• [Stored data]:
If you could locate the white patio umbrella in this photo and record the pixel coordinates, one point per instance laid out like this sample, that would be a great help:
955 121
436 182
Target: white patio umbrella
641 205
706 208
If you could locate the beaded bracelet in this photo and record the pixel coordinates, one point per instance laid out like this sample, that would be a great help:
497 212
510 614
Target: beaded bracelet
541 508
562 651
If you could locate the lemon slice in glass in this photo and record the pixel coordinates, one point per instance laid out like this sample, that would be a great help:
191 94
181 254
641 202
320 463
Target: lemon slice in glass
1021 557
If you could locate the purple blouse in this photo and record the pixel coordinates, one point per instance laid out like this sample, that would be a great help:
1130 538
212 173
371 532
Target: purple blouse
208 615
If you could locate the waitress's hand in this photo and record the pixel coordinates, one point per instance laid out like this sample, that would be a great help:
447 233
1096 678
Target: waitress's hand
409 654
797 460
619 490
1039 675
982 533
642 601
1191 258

• [Exercise directions]: Restate every record word for word.

• [Solution for this task]:
If you could locate the white patio umbrella in this photo and record the pixel coordinates, one point per instance laid out like this sample, that would be a great help:
955 121
436 182
Target: white patio umbrella
641 205
706 208
If you could locate the beaded bracelet in this photo and record the pixel coordinates, one point per instance laid out like this sample, that would be a great help:
497 212
510 614
Target: beaded bracelet
541 508
562 651
If you could locate the lemon slice in glass in this photo and record the pixel coordinates, one point per instance laid out like this sample, that would be a great help:
191 94
181 254
641 202
320 463
Target: lemon slice in glass
1021 557
If you could locate the purple blouse in this photo and record the pixel coordinates, one point per instance laid out like this sample, that would be a great help:
1130 538
212 173
371 532
Target: purple blouse
208 615
If you could locate the waitress's hand in this photo and record the pixel coordinates, one point per instance laid out like this sample, that would be a great help:
447 233
1096 678
Target: waitress's hand
409 654
797 460
619 490
1039 675
982 533
642 601
1191 258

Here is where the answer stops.